BRIEF: Gather each line in the entries that includes the string "green".

PROVIDED RECORDS:
◆ ◆ ◆ ◆ ◆

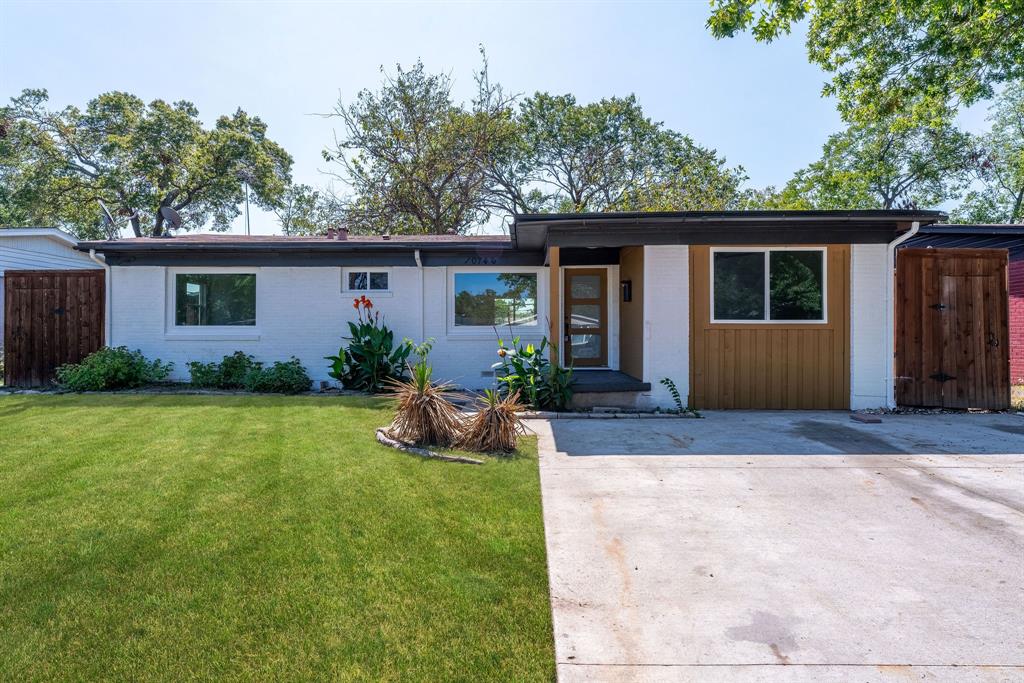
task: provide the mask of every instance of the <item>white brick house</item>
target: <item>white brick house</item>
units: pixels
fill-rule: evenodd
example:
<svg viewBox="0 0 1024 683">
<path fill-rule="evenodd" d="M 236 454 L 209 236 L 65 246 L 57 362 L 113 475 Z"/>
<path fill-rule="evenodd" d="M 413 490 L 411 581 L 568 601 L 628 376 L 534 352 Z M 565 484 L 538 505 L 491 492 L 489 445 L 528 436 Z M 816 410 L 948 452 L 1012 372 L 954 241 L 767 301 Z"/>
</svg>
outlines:
<svg viewBox="0 0 1024 683">
<path fill-rule="evenodd" d="M 517 216 L 505 236 L 181 235 L 84 242 L 105 259 L 109 343 L 175 363 L 297 356 L 328 381 L 369 297 L 435 377 L 493 382 L 495 327 L 559 342 L 581 391 L 697 408 L 892 403 L 892 249 L 938 212 Z M 614 398 L 614 397 L 612 397 Z"/>
</svg>

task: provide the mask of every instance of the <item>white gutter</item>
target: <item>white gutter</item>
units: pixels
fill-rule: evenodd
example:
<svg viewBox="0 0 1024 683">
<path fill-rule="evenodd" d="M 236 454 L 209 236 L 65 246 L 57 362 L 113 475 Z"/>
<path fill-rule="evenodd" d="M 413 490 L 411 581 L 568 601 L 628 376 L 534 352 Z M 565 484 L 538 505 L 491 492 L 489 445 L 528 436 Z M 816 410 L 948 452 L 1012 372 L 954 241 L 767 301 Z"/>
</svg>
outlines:
<svg viewBox="0 0 1024 683">
<path fill-rule="evenodd" d="M 420 250 L 417 249 L 412 253 L 412 257 L 416 260 L 416 267 L 420 269 L 420 338 L 419 343 L 426 341 L 427 339 L 427 291 L 425 285 L 425 277 L 423 272 L 423 259 L 420 258 Z"/>
<path fill-rule="evenodd" d="M 103 291 L 105 292 L 105 303 L 103 304 L 103 345 L 112 346 L 112 340 L 110 339 L 113 332 L 111 304 L 114 301 L 114 283 L 110 281 L 110 265 L 105 258 L 96 255 L 95 249 L 89 250 L 89 258 L 103 266 Z"/>
<path fill-rule="evenodd" d="M 896 407 L 896 247 L 900 246 L 921 229 L 921 222 L 914 221 L 910 230 L 888 244 L 885 268 L 885 405 Z"/>
</svg>

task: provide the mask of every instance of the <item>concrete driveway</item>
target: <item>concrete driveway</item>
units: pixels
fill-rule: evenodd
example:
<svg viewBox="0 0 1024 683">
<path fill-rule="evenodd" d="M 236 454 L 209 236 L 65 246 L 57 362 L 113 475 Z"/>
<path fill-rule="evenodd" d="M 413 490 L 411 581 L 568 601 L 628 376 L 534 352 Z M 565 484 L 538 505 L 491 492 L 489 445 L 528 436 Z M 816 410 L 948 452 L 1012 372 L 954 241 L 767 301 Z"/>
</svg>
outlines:
<svg viewBox="0 0 1024 683">
<path fill-rule="evenodd" d="M 1024 419 L 540 435 L 563 681 L 1024 680 Z"/>
</svg>

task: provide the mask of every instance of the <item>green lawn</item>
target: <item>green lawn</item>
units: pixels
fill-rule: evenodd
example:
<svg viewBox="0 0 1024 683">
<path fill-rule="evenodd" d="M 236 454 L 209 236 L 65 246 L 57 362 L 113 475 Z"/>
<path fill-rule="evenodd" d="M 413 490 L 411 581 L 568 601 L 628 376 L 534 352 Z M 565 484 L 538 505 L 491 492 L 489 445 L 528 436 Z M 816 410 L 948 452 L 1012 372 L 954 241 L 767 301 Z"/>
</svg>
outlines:
<svg viewBox="0 0 1024 683">
<path fill-rule="evenodd" d="M 536 444 L 387 403 L 0 397 L 0 679 L 551 680 Z"/>
</svg>

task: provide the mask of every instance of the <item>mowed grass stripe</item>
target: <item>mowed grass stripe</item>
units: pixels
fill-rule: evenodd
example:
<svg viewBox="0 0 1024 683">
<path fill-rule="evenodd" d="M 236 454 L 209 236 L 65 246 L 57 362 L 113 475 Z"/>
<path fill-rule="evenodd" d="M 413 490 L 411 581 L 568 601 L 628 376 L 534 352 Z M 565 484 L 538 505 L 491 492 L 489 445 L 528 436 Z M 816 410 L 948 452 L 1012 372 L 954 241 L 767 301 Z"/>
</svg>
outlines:
<svg viewBox="0 0 1024 683">
<path fill-rule="evenodd" d="M 550 680 L 536 445 L 379 446 L 385 401 L 0 398 L 0 677 Z"/>
</svg>

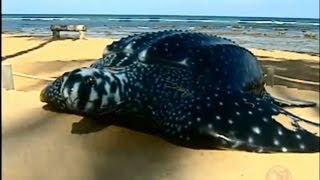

◆ ◆ ◆ ◆ ◆

OUTPUT OF THE EXERCISE:
task: provide the mask of every instance of the <item>green lawn</item>
target: <item>green lawn</item>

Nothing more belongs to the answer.